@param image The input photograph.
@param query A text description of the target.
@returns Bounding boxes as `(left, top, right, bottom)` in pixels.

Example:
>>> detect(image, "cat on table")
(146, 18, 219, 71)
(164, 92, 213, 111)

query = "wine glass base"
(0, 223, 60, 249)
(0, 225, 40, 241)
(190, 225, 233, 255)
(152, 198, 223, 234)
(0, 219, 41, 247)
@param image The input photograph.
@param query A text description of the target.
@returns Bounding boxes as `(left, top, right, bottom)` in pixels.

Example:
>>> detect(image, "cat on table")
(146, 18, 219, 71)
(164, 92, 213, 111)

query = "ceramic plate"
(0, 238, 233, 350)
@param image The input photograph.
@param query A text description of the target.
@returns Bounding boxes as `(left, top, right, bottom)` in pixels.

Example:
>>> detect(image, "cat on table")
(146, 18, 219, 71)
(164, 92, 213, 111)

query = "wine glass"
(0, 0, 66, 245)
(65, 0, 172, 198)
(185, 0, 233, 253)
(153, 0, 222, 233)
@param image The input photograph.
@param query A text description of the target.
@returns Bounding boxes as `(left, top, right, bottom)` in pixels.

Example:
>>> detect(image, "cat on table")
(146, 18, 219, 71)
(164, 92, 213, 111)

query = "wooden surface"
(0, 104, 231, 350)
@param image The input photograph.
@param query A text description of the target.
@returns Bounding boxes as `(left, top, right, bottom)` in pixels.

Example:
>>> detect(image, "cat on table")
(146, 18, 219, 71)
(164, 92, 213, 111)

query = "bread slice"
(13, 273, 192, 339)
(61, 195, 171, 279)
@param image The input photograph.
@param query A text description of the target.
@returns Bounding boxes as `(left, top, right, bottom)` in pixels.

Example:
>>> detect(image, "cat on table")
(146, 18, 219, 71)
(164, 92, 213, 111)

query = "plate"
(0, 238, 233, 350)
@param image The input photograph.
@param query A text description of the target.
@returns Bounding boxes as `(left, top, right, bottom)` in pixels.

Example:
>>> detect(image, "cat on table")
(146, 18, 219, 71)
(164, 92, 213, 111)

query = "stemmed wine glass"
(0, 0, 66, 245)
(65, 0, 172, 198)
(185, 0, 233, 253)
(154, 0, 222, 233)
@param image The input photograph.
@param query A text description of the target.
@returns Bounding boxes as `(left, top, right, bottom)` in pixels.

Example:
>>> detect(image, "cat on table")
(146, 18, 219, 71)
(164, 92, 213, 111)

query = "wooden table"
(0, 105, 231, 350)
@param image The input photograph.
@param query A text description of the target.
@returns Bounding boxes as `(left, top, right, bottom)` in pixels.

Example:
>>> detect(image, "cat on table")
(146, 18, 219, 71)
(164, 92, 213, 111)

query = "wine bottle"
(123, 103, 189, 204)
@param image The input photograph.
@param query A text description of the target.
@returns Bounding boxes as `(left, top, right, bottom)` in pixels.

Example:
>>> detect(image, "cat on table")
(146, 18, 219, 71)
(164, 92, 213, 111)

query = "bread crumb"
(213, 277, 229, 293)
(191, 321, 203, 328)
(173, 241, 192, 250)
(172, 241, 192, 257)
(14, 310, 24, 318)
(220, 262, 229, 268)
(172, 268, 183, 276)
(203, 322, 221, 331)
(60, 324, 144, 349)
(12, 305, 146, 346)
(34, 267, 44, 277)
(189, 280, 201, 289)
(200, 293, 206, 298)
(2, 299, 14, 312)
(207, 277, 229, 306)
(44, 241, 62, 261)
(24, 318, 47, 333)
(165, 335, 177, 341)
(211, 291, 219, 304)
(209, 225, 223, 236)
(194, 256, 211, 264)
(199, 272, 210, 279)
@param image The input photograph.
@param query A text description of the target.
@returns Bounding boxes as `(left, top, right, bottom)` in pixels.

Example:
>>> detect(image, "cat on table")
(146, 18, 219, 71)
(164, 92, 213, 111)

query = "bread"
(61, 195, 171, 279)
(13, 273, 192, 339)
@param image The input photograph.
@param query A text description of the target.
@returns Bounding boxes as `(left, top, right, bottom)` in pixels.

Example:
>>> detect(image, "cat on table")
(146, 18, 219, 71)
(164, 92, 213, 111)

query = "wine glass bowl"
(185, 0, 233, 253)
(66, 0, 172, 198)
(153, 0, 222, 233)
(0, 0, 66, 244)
++++++
TO DO ▸ The lines above should be printed again, exactly as they are.

OUTPUT BELOW ▸
@param image The input photograph.
@param query A text description of the target.
@returns Bounding boxes as `(left, top, right, bottom)` in pixels.

Example:
>>> detect(image, "cat on table")
(146, 18, 219, 71)
(164, 92, 213, 111)

query = "wine glass base"
(0, 223, 60, 249)
(0, 225, 40, 241)
(190, 225, 233, 255)
(152, 198, 223, 234)
(0, 219, 41, 247)
@param image The input photograph.
@param query A text description of the target.
@returns Bounding boxes as `(left, top, right, bottom)` in pixels.

Example:
>>> detect(image, "cat on table")
(146, 18, 219, 71)
(164, 92, 213, 111)

query = "ceramic plate"
(0, 238, 233, 350)
@param image The input photograph.
@param query A text description of the target.
@returns Bounding boxes as `(left, top, right, bottom)` in pixels.

Example:
>>> detect(image, "cat on table")
(146, 18, 219, 71)
(164, 92, 213, 111)

query = "wine glass"
(0, 0, 66, 245)
(65, 0, 172, 198)
(185, 0, 233, 253)
(153, 0, 222, 233)
@param image The input photograph.
@param query A text description of the target.
@returns Bounding boxes as `(left, top, right, bottom)` in pixels.

Example:
>>> detect(image, "cat on table")
(146, 18, 219, 71)
(164, 92, 213, 111)

query = "wooden surface"
(0, 104, 231, 350)
@param image The input photograph.
@param query A text description of the target.
@returns Bounding boxes as `(left, top, right, bottom)` in pixels.

Example:
>>> detect(image, "cat on table")
(146, 18, 219, 71)
(164, 92, 213, 111)

query = "bread slice"
(13, 273, 192, 339)
(61, 195, 171, 279)
@param image The input photograph.
@param query A text description of the target.
@returns Bounding boxes as `(left, top, right, bottom)` in pixels.

Example:
>>> detect(image, "cat on table")
(146, 18, 219, 71)
(164, 92, 213, 111)

query = "plate"
(0, 238, 233, 350)
@param image The input photograph.
@param query A text description of the target.
@returns Bounding boxes as `(left, top, right, bottom)` in pixels.

Example:
>>> detect(image, "cat on table")
(146, 18, 219, 71)
(164, 92, 213, 111)

query = "stemmed wine glass"
(0, 0, 66, 245)
(65, 0, 172, 198)
(185, 0, 233, 253)
(154, 0, 222, 233)
@param image The input photograph.
@param query A text description of the target.
@returns Bounding boxes as `(left, top, right, bottom)` in pixels.

Example:
>>> detect(image, "cat on table")
(146, 18, 219, 71)
(164, 92, 213, 111)

query = "wooden table"
(0, 105, 231, 350)
@param image The input photograph.
@param query A text description of the target.
@returns Bounding boxes as `(left, top, right, bottom)` in pixels.

Example:
>>> detect(image, "cat on table")
(146, 18, 219, 71)
(164, 92, 213, 111)

query = "wine bottle"
(123, 103, 189, 204)
@param image The input photograph.
@param query A text description of the target.
@returns Bounding boxes as `(left, top, right, bottom)` in pixels.

Example:
>>> detect(image, "cat on table")
(146, 18, 219, 71)
(164, 92, 213, 111)

query = "bread crumb"
(213, 277, 229, 293)
(191, 321, 203, 328)
(173, 241, 192, 250)
(172, 241, 192, 257)
(14, 310, 24, 318)
(220, 262, 229, 268)
(172, 268, 183, 276)
(203, 322, 221, 331)
(60, 324, 144, 349)
(12, 305, 146, 346)
(34, 267, 44, 277)
(189, 280, 201, 289)
(200, 293, 206, 298)
(2, 299, 14, 312)
(207, 277, 229, 306)
(44, 241, 62, 261)
(24, 318, 47, 333)
(165, 335, 177, 341)
(211, 291, 219, 304)
(209, 225, 223, 236)
(194, 256, 211, 264)
(199, 272, 210, 279)
@param image The input photograph.
@param query A text description of the target.
@returns Bounding boxes as `(left, top, right, bottom)` in pixels.

Example:
>>> detect(image, "cat on table")
(146, 18, 219, 71)
(164, 92, 213, 111)

query = "bread"
(61, 195, 171, 279)
(13, 273, 192, 339)
@param image The input photograph.
@param query A text description of the target.
@returns Bounding boxes as `(left, top, right, bottom)` in pixels.

Example:
>>> detect(image, "cat on table")
(146, 18, 219, 71)
(164, 92, 213, 111)

query = "wine glass bowl"
(185, 0, 233, 253)
(66, 0, 172, 198)
(153, 0, 222, 233)
(0, 0, 66, 244)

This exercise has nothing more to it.